(Dataset excerpt)
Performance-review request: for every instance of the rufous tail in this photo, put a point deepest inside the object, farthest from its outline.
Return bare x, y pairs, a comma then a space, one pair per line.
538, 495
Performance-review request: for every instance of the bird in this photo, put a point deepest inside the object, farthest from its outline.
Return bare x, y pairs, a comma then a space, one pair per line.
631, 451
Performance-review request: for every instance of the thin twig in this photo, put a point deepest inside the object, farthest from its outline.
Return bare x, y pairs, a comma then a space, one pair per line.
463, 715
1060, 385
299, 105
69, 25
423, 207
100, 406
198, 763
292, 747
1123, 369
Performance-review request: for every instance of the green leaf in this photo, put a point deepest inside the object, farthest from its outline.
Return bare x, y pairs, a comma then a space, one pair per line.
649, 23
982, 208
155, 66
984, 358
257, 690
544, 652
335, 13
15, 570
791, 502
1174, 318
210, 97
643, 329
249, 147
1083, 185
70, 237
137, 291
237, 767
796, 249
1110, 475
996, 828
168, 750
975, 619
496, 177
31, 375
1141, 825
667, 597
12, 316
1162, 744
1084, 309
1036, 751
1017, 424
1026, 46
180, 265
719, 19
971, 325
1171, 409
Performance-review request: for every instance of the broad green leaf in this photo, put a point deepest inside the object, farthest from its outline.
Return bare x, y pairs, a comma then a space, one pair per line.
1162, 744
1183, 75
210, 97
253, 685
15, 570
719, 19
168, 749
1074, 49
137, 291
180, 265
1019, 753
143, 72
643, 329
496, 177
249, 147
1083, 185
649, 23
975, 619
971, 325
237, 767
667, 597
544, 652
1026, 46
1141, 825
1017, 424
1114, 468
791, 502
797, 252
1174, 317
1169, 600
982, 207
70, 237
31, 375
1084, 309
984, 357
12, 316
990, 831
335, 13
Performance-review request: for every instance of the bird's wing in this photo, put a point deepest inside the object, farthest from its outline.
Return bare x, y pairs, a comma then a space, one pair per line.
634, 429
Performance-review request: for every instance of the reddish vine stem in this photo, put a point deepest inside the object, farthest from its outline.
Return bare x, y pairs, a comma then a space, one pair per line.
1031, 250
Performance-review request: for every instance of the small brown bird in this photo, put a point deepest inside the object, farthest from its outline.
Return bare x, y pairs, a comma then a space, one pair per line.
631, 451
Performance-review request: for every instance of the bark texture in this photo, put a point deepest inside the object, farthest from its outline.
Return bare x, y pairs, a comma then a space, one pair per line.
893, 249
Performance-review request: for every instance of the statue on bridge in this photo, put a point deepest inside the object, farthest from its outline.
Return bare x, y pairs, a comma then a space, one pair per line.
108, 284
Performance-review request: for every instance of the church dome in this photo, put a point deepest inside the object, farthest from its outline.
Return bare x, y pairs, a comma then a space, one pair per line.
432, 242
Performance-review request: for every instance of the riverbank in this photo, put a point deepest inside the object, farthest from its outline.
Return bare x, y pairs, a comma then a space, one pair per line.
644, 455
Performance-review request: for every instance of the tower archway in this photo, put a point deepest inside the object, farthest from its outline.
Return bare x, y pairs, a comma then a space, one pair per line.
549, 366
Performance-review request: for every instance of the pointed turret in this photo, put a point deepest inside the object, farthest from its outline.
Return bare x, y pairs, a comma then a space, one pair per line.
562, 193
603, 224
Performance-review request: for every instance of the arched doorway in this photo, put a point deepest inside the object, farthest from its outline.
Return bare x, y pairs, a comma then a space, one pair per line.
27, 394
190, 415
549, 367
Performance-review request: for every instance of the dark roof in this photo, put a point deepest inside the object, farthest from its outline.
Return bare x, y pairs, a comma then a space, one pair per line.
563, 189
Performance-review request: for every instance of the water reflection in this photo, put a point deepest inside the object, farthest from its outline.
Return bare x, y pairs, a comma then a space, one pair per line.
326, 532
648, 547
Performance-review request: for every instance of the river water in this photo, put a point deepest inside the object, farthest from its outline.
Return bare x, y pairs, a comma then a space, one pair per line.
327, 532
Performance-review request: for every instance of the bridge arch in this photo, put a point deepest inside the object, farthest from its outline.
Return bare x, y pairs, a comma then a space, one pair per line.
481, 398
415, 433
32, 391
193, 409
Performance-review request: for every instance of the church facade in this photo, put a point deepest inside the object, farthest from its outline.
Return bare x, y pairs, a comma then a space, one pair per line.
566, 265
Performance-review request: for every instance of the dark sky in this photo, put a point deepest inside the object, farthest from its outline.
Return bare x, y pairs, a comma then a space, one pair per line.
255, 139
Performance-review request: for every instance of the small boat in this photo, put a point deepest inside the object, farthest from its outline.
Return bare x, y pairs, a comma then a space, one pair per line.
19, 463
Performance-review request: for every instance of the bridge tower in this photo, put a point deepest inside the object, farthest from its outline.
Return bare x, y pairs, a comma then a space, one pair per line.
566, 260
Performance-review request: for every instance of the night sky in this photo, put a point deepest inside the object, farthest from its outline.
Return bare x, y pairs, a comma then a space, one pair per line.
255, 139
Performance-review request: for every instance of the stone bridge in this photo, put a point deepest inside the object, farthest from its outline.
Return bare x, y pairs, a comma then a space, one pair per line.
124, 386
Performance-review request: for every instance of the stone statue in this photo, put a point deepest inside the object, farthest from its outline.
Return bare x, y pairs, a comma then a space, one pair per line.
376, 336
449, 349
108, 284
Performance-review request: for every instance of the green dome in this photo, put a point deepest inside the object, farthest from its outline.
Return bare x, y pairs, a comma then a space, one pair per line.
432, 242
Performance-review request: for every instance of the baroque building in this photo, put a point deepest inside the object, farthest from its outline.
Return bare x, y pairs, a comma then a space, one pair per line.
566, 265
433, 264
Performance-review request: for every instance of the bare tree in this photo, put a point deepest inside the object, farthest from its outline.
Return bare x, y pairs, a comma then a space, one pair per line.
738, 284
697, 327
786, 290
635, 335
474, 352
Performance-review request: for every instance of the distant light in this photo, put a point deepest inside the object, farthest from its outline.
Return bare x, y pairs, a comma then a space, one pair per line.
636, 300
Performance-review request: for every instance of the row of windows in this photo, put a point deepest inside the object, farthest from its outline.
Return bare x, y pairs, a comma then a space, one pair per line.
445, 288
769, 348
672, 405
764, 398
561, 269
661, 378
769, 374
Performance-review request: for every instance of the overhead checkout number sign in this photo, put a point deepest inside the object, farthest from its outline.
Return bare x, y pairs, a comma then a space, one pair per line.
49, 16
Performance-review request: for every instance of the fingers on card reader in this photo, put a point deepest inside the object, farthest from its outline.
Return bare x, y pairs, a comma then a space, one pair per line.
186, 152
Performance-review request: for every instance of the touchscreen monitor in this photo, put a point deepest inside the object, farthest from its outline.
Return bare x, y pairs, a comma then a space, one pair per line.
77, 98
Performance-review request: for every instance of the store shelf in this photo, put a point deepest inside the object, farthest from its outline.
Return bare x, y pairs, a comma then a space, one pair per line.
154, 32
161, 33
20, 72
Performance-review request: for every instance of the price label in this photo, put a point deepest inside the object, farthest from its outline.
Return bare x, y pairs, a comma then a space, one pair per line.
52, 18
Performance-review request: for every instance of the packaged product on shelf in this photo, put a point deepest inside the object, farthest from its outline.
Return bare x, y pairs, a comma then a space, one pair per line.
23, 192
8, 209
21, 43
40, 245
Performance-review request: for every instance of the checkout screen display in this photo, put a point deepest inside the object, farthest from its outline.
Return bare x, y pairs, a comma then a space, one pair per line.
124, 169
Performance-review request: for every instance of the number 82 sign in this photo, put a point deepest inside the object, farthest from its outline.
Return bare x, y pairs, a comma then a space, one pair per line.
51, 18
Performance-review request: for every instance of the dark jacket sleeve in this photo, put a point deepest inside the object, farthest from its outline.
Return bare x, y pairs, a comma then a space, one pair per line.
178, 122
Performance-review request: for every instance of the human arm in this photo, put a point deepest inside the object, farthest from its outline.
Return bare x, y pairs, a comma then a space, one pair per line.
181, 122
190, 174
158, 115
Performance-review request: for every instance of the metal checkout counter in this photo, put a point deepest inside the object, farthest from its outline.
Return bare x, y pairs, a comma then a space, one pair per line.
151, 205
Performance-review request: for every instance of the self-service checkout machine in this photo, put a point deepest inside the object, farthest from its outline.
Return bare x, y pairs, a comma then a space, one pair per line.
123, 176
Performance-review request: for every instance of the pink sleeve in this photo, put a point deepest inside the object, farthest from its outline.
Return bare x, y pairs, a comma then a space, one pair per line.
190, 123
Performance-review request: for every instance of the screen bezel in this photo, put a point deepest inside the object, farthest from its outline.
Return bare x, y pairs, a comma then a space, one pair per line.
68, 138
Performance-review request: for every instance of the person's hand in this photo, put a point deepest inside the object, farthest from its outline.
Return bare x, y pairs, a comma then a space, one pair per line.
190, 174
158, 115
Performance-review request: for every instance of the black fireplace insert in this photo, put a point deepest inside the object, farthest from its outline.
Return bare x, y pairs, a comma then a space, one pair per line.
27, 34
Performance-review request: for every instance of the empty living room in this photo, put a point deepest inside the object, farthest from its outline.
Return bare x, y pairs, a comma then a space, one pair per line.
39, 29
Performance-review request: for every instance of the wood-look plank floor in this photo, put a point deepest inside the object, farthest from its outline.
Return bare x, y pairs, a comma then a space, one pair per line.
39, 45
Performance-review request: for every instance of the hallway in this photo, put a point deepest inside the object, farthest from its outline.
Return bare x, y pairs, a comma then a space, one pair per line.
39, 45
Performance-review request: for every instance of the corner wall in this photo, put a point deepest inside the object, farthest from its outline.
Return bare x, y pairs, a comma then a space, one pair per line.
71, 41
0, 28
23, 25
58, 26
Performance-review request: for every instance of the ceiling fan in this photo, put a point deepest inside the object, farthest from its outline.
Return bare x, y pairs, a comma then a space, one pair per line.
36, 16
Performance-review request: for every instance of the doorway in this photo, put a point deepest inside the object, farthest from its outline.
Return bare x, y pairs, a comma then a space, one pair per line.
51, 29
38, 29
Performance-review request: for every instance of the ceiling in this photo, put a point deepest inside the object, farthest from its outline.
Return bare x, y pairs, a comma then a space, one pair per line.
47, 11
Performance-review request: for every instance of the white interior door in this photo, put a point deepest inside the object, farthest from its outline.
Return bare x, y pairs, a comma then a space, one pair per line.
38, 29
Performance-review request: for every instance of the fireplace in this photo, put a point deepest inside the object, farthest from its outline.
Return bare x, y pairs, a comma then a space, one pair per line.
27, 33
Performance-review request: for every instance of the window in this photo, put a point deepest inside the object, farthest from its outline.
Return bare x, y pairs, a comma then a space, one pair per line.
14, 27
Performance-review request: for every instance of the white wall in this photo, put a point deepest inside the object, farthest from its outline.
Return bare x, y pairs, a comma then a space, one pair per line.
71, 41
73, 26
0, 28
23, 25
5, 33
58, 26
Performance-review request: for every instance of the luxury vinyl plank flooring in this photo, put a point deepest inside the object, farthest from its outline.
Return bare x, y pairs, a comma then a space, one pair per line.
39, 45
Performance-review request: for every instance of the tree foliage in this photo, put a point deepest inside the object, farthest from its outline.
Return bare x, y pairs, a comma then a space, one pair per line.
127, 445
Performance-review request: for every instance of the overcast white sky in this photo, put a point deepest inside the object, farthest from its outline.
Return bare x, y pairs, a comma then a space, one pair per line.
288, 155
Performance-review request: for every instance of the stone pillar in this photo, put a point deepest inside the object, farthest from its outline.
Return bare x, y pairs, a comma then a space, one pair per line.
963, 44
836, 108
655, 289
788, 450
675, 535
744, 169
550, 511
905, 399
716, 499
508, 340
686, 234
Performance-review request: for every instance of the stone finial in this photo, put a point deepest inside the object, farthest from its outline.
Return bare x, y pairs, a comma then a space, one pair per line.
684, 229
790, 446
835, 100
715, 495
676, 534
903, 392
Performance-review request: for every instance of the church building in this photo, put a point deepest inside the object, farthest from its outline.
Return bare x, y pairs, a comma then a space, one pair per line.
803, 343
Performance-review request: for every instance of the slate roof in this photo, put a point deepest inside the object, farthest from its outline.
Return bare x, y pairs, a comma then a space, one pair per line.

» Objective
Reproduce the lines from the one containing "the stone finial" to the end of the entries, keeping both ends and adding nothing.

» The answer
Performance-review request: for every instance of the stone finial in this photo, put a point deepest inside the object, farthest from its outline.
Return bare x, y pairs, a comma then a space, one pair per line.
684, 229
790, 446
835, 100
715, 495
676, 534
903, 392
Performance-review request: for every instance of the church building in this photo, put a point deepest inside the object, farthest from its outline.
Return bare x, y pairs, a comma then a space, one pair per line.
803, 343
Performance-review request: for every instance of the slate roof in this photo, put a point deepest inside the object, farthest from its outline.
Return bare x, y pairs, a comma then a space, one pair per line.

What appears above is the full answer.